Challenge:
Can you rewrite everything from the line containing "Note: we are tagging the chevron" down to the line containing "[(308, 93)]" in the records below, changing "city skyline" to "downtown skyline" and leaving all else as it is?

++++

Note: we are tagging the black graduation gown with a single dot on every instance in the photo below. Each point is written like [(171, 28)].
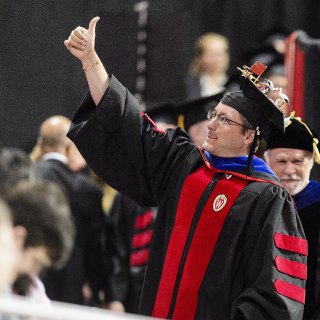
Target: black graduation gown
[(246, 235), (309, 213), (131, 233)]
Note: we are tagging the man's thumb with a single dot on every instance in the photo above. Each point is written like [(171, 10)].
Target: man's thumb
[(93, 23)]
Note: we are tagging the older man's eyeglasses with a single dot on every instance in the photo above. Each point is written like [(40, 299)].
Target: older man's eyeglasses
[(222, 120)]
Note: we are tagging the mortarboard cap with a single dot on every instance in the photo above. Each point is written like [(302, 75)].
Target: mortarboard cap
[(163, 112), (196, 110), (296, 136), (252, 101)]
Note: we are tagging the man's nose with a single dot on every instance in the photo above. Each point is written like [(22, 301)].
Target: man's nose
[(290, 168), (213, 124)]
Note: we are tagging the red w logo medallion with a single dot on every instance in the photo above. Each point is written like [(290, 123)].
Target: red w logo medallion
[(219, 202)]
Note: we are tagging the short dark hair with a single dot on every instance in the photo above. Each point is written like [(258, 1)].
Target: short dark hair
[(15, 165), (42, 208)]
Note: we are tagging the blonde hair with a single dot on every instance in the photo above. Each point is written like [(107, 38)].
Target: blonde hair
[(201, 44)]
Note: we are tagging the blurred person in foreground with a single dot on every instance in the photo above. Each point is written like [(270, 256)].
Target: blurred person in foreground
[(291, 155), (223, 219), (80, 280), (42, 214), (9, 251), (208, 72)]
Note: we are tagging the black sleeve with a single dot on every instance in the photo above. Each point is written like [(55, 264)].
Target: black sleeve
[(125, 148)]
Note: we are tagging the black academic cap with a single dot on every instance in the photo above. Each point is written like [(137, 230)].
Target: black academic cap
[(163, 112), (296, 136), (196, 110), (254, 105)]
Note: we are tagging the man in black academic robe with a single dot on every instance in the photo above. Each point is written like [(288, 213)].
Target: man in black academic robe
[(226, 245), (292, 155)]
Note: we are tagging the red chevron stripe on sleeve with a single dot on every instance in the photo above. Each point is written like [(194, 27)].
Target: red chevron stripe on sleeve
[(290, 290), (290, 243), (292, 268)]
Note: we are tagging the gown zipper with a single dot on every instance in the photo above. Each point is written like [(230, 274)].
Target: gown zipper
[(203, 200)]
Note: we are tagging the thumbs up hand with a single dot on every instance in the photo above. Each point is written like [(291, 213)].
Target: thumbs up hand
[(81, 42)]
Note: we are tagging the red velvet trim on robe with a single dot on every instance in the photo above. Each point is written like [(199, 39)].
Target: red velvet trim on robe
[(291, 243), (292, 268), (202, 245), (290, 290)]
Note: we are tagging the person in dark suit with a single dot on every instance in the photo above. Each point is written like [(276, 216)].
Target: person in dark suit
[(208, 71), (85, 265)]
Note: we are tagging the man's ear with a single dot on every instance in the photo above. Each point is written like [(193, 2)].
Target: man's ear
[(20, 234), (249, 136)]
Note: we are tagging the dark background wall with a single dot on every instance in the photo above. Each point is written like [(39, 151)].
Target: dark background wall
[(39, 78)]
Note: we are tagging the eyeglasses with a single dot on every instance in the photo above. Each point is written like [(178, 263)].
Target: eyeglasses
[(222, 120)]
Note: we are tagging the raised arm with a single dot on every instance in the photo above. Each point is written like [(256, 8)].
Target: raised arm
[(81, 43)]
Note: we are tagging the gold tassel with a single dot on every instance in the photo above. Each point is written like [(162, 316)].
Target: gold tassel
[(181, 121), (316, 152)]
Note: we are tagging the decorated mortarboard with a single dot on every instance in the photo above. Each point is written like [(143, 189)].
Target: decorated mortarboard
[(196, 110), (297, 135), (254, 100), (163, 112)]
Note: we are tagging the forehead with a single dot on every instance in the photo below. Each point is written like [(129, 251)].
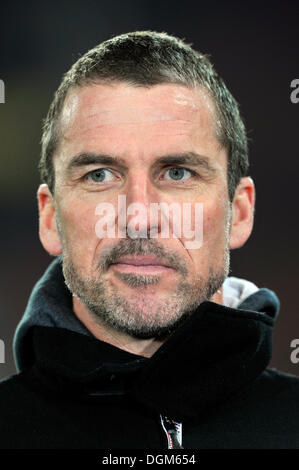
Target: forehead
[(118, 117)]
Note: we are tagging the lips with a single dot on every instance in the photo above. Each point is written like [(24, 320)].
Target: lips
[(141, 261), (141, 264)]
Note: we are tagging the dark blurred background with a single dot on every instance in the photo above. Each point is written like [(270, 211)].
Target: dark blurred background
[(254, 47)]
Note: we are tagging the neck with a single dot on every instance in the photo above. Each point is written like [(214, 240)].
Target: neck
[(101, 331)]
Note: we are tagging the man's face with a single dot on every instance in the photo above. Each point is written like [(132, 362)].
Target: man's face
[(163, 145)]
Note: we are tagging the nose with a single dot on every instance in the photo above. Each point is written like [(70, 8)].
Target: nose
[(140, 195)]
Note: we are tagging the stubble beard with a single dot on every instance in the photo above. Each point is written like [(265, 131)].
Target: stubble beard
[(141, 316)]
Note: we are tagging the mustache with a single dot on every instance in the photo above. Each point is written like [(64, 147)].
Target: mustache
[(141, 246)]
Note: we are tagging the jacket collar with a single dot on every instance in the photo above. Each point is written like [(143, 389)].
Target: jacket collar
[(215, 354)]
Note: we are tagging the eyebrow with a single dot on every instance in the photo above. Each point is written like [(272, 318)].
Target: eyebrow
[(84, 159), (190, 158)]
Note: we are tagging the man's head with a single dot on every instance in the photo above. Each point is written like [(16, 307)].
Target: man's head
[(145, 117)]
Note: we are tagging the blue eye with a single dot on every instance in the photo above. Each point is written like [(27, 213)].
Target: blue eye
[(178, 173), (101, 175)]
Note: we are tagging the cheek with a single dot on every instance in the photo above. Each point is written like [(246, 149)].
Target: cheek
[(214, 239), (78, 223)]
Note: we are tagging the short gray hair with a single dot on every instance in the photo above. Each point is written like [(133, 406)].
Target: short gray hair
[(147, 58)]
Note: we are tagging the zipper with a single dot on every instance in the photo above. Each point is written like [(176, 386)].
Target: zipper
[(173, 431)]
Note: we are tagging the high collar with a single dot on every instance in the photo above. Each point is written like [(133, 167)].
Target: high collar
[(215, 354)]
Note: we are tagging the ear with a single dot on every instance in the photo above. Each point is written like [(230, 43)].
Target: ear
[(48, 232), (242, 213)]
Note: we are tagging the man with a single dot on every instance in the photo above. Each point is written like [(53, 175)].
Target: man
[(135, 337)]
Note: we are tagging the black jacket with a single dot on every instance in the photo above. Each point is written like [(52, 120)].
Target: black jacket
[(74, 391)]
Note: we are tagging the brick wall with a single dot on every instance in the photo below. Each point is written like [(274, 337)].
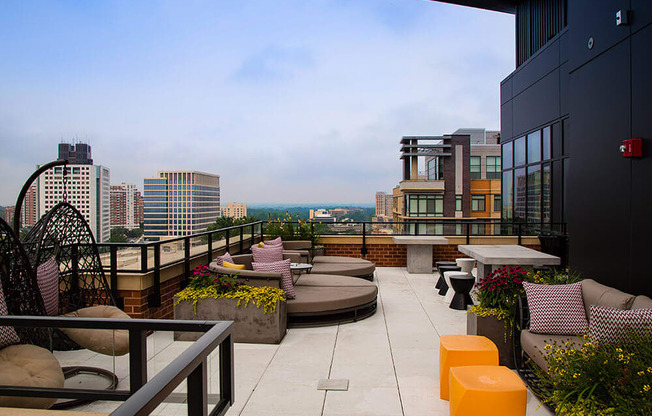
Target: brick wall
[(136, 301), (392, 255)]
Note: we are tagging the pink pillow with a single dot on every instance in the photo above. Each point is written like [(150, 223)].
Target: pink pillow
[(225, 257), (8, 335), (616, 325), (267, 255), (282, 267), (47, 277), (556, 309)]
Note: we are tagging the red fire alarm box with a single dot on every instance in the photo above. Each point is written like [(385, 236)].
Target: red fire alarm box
[(632, 147)]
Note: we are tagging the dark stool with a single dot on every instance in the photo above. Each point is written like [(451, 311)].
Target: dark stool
[(441, 278), (443, 287), (462, 286)]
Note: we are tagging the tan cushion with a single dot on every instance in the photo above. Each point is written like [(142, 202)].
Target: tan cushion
[(595, 293), (642, 302), (313, 299), (534, 344), (339, 259), (328, 280), (100, 340), (344, 269), (29, 366)]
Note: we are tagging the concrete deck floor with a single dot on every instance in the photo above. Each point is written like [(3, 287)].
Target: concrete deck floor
[(390, 359)]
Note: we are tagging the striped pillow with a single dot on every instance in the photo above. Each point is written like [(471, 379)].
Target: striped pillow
[(226, 257), (8, 335), (282, 267), (615, 325), (267, 254), (556, 309), (47, 277)]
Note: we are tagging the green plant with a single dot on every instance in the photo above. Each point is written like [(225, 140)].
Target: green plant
[(288, 229), (599, 378)]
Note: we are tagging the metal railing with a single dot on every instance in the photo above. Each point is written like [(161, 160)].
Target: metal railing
[(155, 255), (143, 396)]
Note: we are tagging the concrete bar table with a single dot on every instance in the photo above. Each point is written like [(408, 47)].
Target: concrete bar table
[(419, 250), (490, 257)]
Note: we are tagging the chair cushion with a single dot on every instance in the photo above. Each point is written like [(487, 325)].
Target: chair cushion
[(268, 254), (47, 277), (8, 335), (556, 309), (616, 325), (314, 299), (595, 293), (534, 345), (282, 267), (29, 366), (100, 340), (225, 257), (329, 280), (230, 265)]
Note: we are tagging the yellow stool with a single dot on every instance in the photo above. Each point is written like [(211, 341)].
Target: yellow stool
[(462, 350), (486, 390)]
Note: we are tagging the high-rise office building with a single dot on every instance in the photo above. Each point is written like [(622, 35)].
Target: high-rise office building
[(384, 204), (179, 203), (84, 185), (125, 210), (234, 210)]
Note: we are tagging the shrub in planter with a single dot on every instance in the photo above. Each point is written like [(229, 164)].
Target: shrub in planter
[(599, 378), (259, 313)]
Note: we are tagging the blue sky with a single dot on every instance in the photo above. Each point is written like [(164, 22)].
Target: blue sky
[(290, 101)]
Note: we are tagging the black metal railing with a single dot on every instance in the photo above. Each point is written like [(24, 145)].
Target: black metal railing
[(143, 396)]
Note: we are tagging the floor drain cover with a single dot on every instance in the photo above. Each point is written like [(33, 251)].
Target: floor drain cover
[(333, 384)]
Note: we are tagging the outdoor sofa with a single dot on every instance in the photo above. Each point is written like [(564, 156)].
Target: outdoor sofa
[(531, 345), (321, 299)]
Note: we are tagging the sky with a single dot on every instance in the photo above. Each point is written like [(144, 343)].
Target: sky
[(289, 101)]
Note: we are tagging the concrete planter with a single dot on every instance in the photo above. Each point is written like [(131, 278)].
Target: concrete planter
[(251, 324), (495, 330)]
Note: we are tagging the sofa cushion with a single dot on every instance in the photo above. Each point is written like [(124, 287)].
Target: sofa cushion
[(29, 366), (315, 299), (282, 267), (616, 325), (268, 254), (47, 277), (595, 293), (225, 257), (8, 335), (534, 345), (230, 265), (642, 302), (556, 309), (104, 341)]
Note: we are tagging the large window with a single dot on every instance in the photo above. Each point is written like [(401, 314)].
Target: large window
[(475, 167), (478, 203), (493, 167), (425, 205)]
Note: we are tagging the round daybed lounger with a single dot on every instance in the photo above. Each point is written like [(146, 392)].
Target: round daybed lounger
[(321, 299)]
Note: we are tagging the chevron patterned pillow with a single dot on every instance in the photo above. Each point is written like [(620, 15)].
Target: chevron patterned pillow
[(615, 325), (556, 309), (282, 267), (267, 254)]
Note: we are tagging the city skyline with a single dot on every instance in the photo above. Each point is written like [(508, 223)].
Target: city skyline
[(308, 93)]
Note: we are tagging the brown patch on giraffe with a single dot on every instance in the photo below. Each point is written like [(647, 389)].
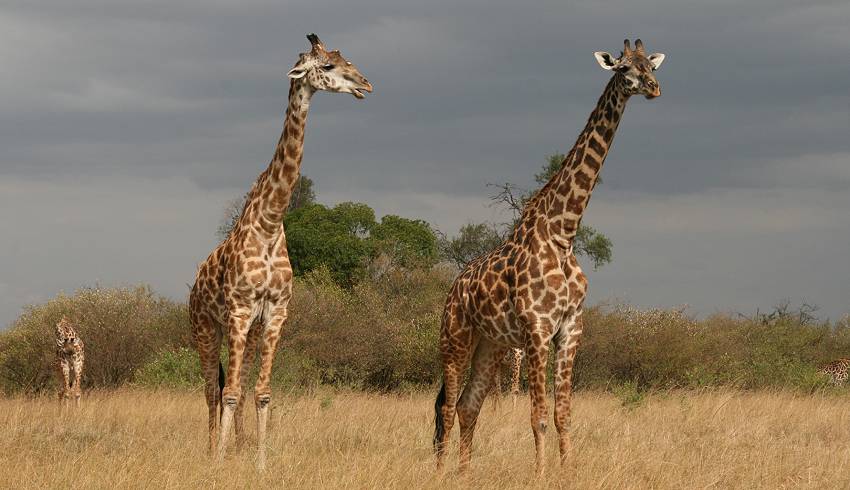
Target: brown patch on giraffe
[(594, 145)]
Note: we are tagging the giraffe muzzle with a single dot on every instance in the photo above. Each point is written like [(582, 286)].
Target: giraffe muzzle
[(358, 92)]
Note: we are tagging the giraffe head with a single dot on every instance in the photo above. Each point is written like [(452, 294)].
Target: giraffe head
[(329, 71), (636, 68), (66, 337)]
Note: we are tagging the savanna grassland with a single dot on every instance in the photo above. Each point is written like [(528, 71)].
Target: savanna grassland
[(723, 438)]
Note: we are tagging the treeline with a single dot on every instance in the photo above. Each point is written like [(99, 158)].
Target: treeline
[(382, 334)]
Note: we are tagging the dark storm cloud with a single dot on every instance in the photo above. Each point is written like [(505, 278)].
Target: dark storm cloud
[(136, 114)]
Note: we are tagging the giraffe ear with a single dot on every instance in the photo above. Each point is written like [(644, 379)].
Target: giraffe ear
[(656, 59), (297, 72), (605, 60)]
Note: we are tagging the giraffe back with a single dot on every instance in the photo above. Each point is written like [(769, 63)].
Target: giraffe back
[(837, 371)]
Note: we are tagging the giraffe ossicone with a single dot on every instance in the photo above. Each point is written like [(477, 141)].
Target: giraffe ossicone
[(529, 291), (242, 290)]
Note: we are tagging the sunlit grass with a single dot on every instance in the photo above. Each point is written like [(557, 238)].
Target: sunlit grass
[(713, 439)]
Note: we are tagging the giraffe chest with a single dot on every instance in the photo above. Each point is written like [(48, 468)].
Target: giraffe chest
[(516, 294)]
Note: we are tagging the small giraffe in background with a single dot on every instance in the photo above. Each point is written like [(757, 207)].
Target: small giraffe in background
[(69, 361), (514, 357), (837, 371), (529, 291)]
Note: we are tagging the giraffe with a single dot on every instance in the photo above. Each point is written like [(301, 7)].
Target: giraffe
[(514, 358), (70, 357), (242, 289), (530, 289), (836, 371)]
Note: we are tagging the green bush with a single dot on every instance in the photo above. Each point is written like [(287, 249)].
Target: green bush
[(171, 369), (383, 332), (121, 328)]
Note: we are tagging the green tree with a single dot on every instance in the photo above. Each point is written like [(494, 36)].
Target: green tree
[(317, 236), (476, 239), (409, 243), (302, 195), (473, 240)]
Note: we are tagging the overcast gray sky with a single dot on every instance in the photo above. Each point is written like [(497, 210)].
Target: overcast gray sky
[(125, 129)]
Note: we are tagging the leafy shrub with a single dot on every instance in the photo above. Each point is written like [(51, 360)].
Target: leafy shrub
[(382, 334), (171, 369), (121, 328)]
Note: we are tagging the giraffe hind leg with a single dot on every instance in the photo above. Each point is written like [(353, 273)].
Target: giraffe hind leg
[(244, 373), (456, 348), (566, 343), (207, 338), (488, 355)]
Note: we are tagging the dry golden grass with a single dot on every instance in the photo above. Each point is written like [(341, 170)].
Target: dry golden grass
[(142, 439)]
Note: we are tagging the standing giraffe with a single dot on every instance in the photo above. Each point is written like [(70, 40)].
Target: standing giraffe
[(242, 290), (529, 290), (70, 356), (836, 371)]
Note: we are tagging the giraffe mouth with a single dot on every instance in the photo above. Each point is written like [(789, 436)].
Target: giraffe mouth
[(358, 92)]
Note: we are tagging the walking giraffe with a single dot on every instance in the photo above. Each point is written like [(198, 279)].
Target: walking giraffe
[(836, 371), (530, 289), (243, 288), (70, 356)]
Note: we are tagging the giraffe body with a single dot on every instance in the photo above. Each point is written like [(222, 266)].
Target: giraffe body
[(70, 357), (529, 291), (838, 371), (242, 290)]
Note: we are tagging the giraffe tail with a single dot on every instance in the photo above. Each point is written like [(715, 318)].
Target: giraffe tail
[(439, 423)]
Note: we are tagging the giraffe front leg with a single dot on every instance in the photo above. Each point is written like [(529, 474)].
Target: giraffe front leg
[(516, 365), (537, 351), (485, 361), (238, 325), (247, 364), (207, 339), (78, 374), (496, 392), (262, 390), (456, 344), (64, 368), (566, 342)]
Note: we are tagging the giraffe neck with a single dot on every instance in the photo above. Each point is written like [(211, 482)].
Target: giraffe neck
[(268, 200), (562, 201)]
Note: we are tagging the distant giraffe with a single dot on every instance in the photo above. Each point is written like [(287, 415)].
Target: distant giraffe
[(530, 290), (70, 357), (837, 371), (514, 358), (243, 289)]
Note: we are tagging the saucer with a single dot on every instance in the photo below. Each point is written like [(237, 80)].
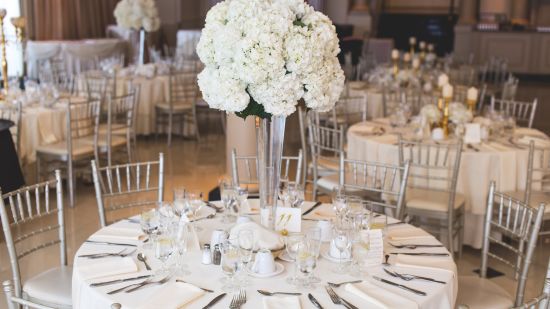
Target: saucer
[(279, 268), (325, 254)]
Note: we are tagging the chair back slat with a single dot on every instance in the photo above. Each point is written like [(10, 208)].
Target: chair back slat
[(29, 221), (519, 222), (120, 193)]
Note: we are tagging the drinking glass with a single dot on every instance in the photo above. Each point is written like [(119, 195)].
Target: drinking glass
[(292, 242), (179, 201), (164, 248), (150, 223), (230, 265), (341, 241)]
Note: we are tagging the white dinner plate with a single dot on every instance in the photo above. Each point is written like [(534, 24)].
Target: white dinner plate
[(279, 268)]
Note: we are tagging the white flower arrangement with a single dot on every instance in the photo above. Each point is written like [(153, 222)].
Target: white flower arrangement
[(459, 114), (137, 14), (430, 113), (262, 56)]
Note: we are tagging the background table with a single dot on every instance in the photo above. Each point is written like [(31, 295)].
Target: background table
[(495, 161), (85, 296)]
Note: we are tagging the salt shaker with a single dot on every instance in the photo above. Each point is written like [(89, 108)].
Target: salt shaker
[(206, 255), (217, 255)]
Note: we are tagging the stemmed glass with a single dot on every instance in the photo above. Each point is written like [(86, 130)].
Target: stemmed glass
[(231, 260), (292, 242), (246, 246), (150, 224)]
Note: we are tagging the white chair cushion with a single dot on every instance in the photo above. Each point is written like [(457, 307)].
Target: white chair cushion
[(431, 200), (479, 293), (81, 147), (178, 106), (51, 288)]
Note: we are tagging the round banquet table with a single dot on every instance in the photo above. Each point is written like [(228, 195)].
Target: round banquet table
[(498, 160), (88, 271)]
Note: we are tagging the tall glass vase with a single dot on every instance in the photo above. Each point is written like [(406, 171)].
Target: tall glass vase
[(270, 134)]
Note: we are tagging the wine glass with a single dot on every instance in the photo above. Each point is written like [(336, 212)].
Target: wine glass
[(342, 242), (150, 223), (179, 201), (230, 264), (292, 241), (246, 245), (164, 248)]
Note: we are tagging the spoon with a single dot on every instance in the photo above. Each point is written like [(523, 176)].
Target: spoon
[(267, 293), (143, 258)]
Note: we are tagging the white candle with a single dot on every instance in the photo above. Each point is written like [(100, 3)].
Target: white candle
[(472, 94), (447, 91), (416, 63), (395, 54), (442, 80)]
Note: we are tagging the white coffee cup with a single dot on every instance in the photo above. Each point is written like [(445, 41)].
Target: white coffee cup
[(218, 236), (326, 230), (264, 263)]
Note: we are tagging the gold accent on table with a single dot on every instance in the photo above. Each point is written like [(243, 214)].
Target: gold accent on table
[(3, 46)]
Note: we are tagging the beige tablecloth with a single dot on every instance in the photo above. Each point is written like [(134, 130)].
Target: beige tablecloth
[(498, 161)]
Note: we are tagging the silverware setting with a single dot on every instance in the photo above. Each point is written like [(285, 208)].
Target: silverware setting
[(238, 300), (337, 285), (206, 290), (267, 293), (337, 299), (409, 277), (404, 287)]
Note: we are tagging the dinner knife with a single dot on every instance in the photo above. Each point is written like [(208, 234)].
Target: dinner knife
[(109, 243), (404, 287), (119, 280), (314, 301), (312, 208), (214, 301)]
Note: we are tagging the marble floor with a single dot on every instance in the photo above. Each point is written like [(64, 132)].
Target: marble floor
[(198, 165)]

++++

Result of this task:
Note: we are tagging the chevron patterned pillow with a single dot on every instance in the photo above. Each point is written like [(620, 15)].
Target: chevron patterned pillow
[(615, 325), (556, 309), (282, 267), (267, 254)]
Note: we are tagging the downtown skyline with a single dot on every instance in the photo above. Each point is written like [(508, 223)].
Target: downtown skyline
[(308, 93)]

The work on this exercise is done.